◆ Prompt
Retype, word for word, the stretch of the deposit-protection article that opens with the words containing "New Zealand's open" and closes with "disrupting banking services.".

==== Document extract

Australia operates a deposit insurance scheme, whereas New Zealand depositors are governed by the open bank resolution framework, an issue that's discussed regularly at the Trans-Tasman Council on Banking Supervision, English said in response to questions from NZ First leader Winston Peters in Parliament yesterday.

"We hope to continue resolving the differences, bearing in mind that each government has the interests of its own taxpayers and depositors at heart, and they do not always align completely with each other," English said.

"The government has been monitoring both the current regime that is in place - open banking resolution, which does not include government guarantees of depositor funds - and the differences between our regime and, for instance, the Australian one, which is a pretty real-time issue: to have two different regimes applied to the same banks," he said.

New Zealand's open bank resolution framework would mean a failed bank has to write down the value of the most pressing unsecured liabilities almost immediately, so service could resume a day after an insolvency event or statutory management to allow customer transactions to keep flowing. The policy’s ultimate goal is to place the cost of failure on the shareholders, while providing the flexibility to assign losses to creditors without unnecessarily disrupting banking services.

========
==== Provided data

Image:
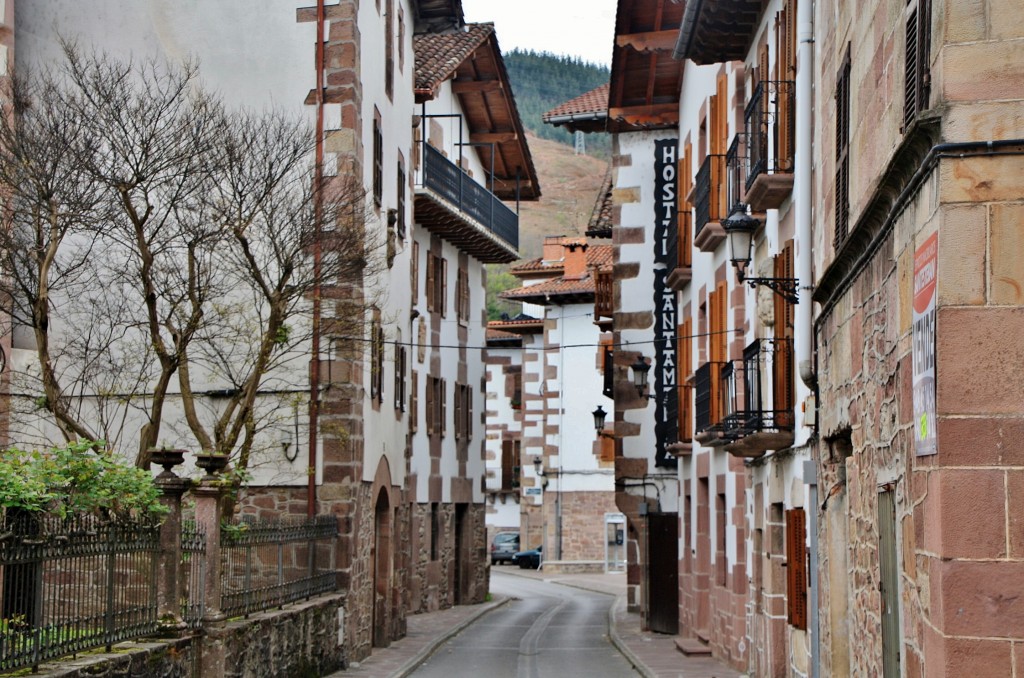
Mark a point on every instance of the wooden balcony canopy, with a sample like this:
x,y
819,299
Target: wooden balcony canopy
x,y
645,77
472,60
717,31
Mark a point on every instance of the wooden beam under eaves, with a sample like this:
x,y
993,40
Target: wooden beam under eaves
x,y
469,86
656,114
492,137
651,41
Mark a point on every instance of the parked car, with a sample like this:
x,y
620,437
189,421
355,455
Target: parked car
x,y
530,558
504,547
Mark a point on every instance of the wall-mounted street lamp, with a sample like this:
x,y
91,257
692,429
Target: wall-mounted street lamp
x,y
740,226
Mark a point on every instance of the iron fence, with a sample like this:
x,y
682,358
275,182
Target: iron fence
x,y
193,570
74,585
268,564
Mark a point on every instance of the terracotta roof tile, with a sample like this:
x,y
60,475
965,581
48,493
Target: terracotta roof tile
x,y
502,335
438,54
594,101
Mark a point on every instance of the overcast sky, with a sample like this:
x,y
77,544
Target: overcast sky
x,y
576,28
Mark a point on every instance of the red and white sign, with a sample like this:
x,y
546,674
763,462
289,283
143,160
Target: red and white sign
x,y
923,352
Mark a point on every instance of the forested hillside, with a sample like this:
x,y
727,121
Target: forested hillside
x,y
542,81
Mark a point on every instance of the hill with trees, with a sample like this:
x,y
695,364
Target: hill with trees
x,y
542,81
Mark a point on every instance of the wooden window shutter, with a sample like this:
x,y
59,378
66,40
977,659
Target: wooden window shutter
x,y
430,282
843,152
414,401
718,354
431,413
782,365
459,424
685,365
916,85
607,449
443,286
507,455
415,272
442,400
796,567
684,217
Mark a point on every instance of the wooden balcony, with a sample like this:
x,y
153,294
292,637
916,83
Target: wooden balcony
x,y
770,117
451,204
711,203
765,418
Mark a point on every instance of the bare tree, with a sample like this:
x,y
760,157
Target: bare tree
x,y
161,247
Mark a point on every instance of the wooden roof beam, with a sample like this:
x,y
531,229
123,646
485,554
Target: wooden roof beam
x,y
651,41
469,86
657,114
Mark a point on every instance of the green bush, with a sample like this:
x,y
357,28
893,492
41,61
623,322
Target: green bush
x,y
80,478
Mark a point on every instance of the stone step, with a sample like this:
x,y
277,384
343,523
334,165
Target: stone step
x,y
692,647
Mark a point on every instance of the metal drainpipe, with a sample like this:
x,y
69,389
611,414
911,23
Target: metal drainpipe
x,y
318,212
803,340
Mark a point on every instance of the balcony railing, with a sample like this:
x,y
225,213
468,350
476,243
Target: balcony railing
x,y
771,127
710,193
735,163
767,403
451,182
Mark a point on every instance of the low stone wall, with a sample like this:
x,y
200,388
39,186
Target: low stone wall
x,y
304,639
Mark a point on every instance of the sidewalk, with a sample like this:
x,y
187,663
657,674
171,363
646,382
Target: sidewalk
x,y
652,654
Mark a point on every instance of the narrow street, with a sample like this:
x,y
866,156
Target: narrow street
x,y
546,630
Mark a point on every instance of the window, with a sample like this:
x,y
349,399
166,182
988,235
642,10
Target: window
x,y
718,343
378,160
389,49
436,407
399,377
843,151
685,364
414,403
796,567
399,224
435,531
783,395
415,272
376,358
401,39
462,302
510,465
436,284
919,46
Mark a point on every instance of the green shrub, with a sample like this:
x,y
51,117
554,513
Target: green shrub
x,y
80,478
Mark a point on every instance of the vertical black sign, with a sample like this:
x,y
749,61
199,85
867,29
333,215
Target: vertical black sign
x,y
666,310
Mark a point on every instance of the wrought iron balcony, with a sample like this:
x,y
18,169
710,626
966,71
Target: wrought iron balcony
x,y
451,204
714,401
765,420
771,128
710,203
735,167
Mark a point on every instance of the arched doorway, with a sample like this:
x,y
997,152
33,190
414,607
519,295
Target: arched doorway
x,y
383,566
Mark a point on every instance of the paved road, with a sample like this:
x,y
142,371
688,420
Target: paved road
x,y
547,630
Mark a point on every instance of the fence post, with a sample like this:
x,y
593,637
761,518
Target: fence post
x,y
209,495
169,577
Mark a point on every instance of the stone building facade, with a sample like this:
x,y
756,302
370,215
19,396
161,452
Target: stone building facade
x,y
919,254
388,430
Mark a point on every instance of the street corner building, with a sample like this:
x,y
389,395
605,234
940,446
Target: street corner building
x,y
383,423
815,297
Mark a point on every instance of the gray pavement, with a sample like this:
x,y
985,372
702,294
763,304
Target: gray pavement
x,y
653,655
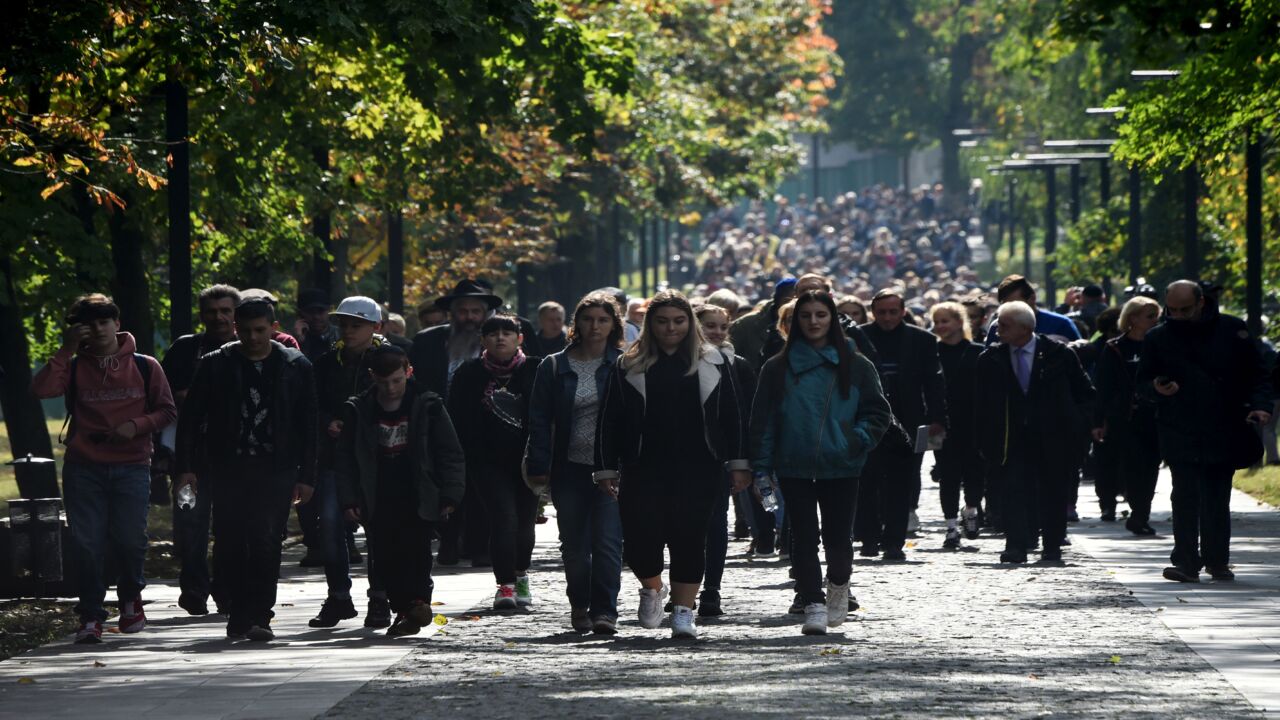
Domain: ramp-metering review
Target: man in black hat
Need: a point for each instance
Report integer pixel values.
(435, 355)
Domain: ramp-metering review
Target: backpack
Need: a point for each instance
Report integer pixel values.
(142, 361)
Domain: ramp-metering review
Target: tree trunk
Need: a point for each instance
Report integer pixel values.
(129, 288)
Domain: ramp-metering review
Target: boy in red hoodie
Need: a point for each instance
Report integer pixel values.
(118, 399)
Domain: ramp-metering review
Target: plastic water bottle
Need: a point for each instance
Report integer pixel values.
(768, 500)
(186, 497)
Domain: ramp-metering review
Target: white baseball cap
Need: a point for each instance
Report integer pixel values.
(360, 308)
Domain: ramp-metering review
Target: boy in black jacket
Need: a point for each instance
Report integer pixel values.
(400, 470)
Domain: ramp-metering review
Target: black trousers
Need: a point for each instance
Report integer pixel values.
(251, 506)
(885, 497)
(1202, 515)
(959, 469)
(836, 499)
(668, 507)
(400, 546)
(511, 511)
(1034, 502)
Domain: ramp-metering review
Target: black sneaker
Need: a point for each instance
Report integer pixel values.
(260, 634)
(378, 614)
(1180, 574)
(333, 611)
(708, 605)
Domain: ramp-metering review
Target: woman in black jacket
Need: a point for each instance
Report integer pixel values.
(959, 465)
(1127, 420)
(670, 424)
(489, 405)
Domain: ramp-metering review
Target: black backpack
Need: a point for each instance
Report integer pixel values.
(142, 361)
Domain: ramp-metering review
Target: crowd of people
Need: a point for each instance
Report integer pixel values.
(796, 414)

========

◆ Written response
New Zealand's open bank resolution framework would mean a failed bank has to write down the value of the most pressing unsecured liabilities almost immediately, so service could resume a day after an insolvency event or statutory management to allow customer transactions to keep flowing. The policy’s ultimate goal is to place the cost of failure on the shareholders, while providing the flexibility to assign losses to creditors without unnecessarily disrupting banking services.